> _TASKS AND EXERCISES_:
a - Write out the passage on regulatory risk and investment, starting with "A one percentage-point reduction" and going on through "to commit investment.".
b - According to the passage on regulatory risk and investment, by how much does a one percentage-point reduction in regulatory risk tend to boost the likelihood of an investor entering or expanding in a country?
c - Translate this sentence from the passage on regulatory risk and investment into Spanish: "The World Bank’s estimations model suggests that regulatory risk can deter multinational enterprises from entering or expanding operations in a country."
**** DOCUMENT TEXT
Maintaining good governance, clear rules and regulations as well as reducing regulation risks can facilitate business to make better informed investment decision.
All these call for the need of regulatory reforms at the Federal Government level, states and local authorities to streamline regulations on businesses.
The World Bank’s estimations model suggests that regulatory risk can deter multinational enterprises from entering or expanding operations in a country.
A one percentage-point reduction in regulatory risk tends to boost the likelihood of an investor entering or expanding in a country by as much as two percentage-points.
By contrast, a one percentage-point increase in the host country’s trade-to-GDP ratio boosts the likelihood by no more than 0.6 percentage-point.
What is crucial is that we must set a clear and right policy direction and continue to ensure that the underlying economic fundamentals are resilient and investment climate is conducive.
While waiting for the domestic economic recovery to be firmly in place, local companies and foreign investors would have to start focusing on domestic growth and investment prospects in the medium-and long-term to commit investment.
********
**** DATASET
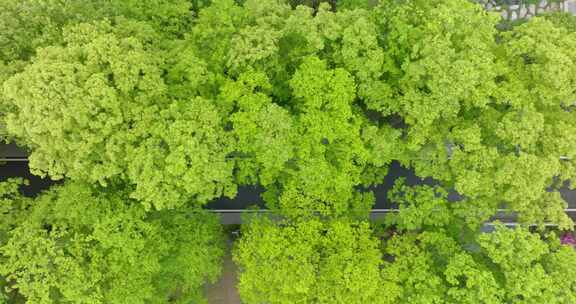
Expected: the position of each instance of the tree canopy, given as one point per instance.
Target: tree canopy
(74, 244)
(148, 110)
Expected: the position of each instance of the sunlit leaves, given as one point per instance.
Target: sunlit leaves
(310, 261)
(83, 246)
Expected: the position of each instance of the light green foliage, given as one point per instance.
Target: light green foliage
(75, 244)
(308, 262)
(533, 270)
(419, 207)
(509, 266)
(566, 20)
(431, 267)
(487, 113)
(110, 116)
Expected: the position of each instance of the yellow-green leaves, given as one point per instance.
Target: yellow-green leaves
(79, 244)
(308, 262)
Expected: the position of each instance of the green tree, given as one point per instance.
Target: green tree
(507, 266)
(78, 244)
(308, 262)
(111, 117)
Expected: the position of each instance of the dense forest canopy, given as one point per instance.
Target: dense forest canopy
(148, 110)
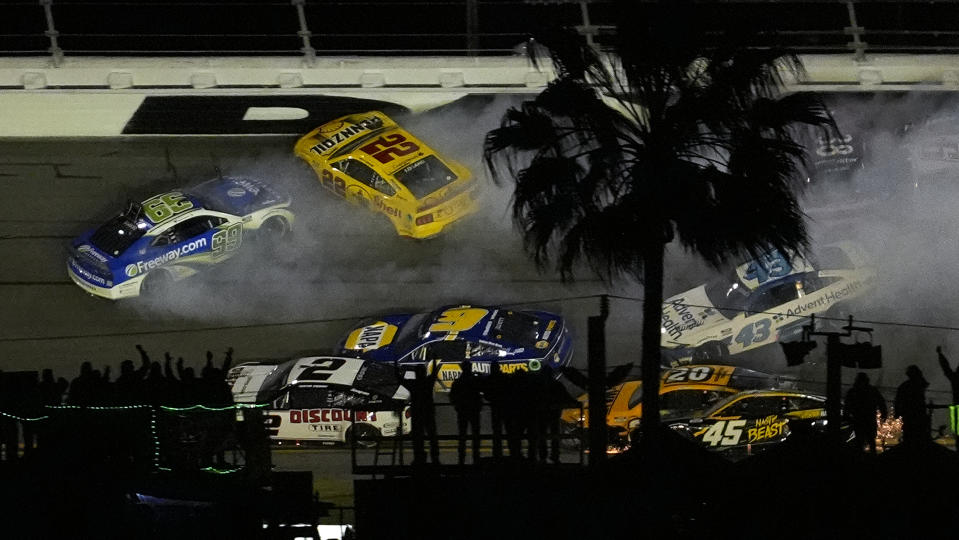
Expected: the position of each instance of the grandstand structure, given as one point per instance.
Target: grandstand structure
(209, 44)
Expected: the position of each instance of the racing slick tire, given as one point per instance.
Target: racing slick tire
(711, 351)
(363, 435)
(156, 284)
(572, 436)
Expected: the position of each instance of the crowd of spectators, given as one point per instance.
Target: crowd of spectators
(26, 400)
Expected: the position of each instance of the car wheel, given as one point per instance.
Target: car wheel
(572, 436)
(155, 284)
(273, 231)
(363, 435)
(711, 351)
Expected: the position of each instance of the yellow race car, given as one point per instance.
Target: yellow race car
(683, 392)
(370, 161)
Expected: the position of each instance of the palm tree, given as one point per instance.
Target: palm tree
(666, 137)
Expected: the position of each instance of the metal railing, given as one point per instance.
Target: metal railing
(323, 28)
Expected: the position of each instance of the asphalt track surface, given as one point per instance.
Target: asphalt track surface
(341, 265)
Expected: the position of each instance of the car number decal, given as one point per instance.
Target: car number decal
(227, 240)
(162, 208)
(693, 374)
(756, 332)
(457, 320)
(769, 265)
(389, 147)
(724, 433)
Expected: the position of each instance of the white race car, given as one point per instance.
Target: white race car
(762, 302)
(325, 399)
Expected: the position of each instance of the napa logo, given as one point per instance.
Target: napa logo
(371, 337)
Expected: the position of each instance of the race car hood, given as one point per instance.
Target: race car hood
(257, 382)
(685, 312)
(325, 140)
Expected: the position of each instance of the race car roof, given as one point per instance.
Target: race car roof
(393, 336)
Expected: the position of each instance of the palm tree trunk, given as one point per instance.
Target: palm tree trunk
(652, 336)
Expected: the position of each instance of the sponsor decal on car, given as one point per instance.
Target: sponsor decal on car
(826, 298)
(685, 319)
(139, 267)
(371, 337)
(315, 416)
(345, 134)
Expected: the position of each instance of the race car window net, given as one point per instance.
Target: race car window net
(411, 332)
(425, 176)
(757, 407)
(516, 328)
(352, 145)
(683, 403)
(364, 174)
(377, 378)
(117, 235)
(727, 294)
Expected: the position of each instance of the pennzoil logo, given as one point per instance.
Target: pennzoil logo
(371, 337)
(347, 132)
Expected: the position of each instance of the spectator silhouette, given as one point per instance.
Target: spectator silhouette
(9, 430)
(910, 404)
(517, 411)
(421, 409)
(83, 386)
(155, 385)
(863, 400)
(953, 376)
(467, 399)
(556, 400)
(494, 389)
(213, 380)
(31, 407)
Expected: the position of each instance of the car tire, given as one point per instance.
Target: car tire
(363, 435)
(156, 284)
(566, 429)
(273, 231)
(711, 351)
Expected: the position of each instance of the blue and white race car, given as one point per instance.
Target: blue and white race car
(516, 340)
(173, 235)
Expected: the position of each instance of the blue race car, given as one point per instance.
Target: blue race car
(516, 340)
(173, 235)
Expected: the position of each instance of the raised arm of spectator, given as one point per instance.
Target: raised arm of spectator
(168, 366)
(227, 360)
(944, 364)
(144, 358)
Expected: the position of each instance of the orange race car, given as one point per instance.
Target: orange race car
(370, 161)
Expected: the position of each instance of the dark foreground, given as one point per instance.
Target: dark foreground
(801, 489)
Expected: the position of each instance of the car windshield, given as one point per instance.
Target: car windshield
(719, 405)
(213, 195)
(516, 328)
(425, 176)
(410, 333)
(316, 396)
(377, 378)
(727, 294)
(118, 234)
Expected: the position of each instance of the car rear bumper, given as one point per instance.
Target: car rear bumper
(86, 281)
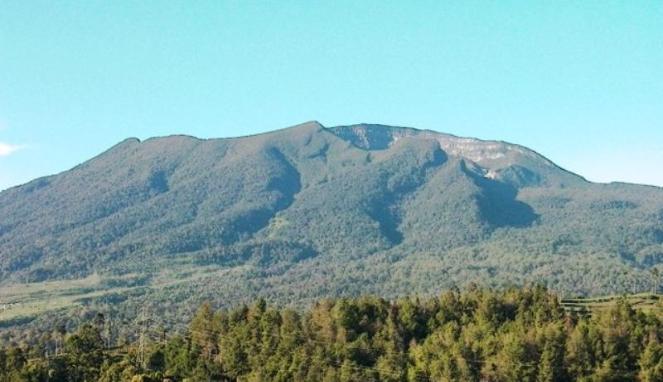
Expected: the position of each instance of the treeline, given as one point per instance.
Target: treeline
(476, 335)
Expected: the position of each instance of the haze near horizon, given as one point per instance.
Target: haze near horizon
(580, 83)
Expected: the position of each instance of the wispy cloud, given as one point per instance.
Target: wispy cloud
(7, 149)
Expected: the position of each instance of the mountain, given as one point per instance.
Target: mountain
(310, 211)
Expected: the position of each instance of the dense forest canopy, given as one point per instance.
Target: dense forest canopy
(477, 335)
(310, 212)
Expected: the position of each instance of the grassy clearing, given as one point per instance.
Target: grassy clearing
(24, 301)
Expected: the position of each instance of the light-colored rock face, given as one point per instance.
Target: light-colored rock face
(490, 154)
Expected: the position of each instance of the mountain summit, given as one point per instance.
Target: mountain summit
(310, 211)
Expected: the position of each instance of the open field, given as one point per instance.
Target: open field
(24, 301)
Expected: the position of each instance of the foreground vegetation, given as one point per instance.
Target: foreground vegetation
(510, 335)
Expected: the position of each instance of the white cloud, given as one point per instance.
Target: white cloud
(7, 149)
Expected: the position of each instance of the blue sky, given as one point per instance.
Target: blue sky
(580, 82)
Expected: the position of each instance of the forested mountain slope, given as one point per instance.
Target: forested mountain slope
(310, 211)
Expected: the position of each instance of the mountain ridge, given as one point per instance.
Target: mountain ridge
(311, 201)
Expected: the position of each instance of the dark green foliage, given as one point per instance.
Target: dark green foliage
(478, 335)
(309, 212)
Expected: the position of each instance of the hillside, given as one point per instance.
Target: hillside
(308, 211)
********
> _TASK-BY-TASK OUTPUTS_:
a -
A one percentage-point reduction in regulatory risk tends to boost the likelihood of an investor entering or expanding in a country by as much as two percentage-points.
By contrast, a one percentage-point increase in the host country’s trade-to-GDP ratio boosts the likelihood by no more than 0.6 percentage-point.
What is crucial is that we must set a clear and right policy direction and continue to ensure that the underlying economic fundamentals are resilient and investment climate is conducive.
While waiting for the domestic economic recovery to be firmly in place, local companies and foreign investors would have to start focusing on domestic growth and investment prospects in the medium-and long-term to commit investment.

b - By as much as two percentage-points.

c - El modelo de estimaciones del Banco Mundial sugiere que el riesgo regulatorio puede disuadir a las empresas multinacionales de entrar en un país o de ampliar sus operaciones en él.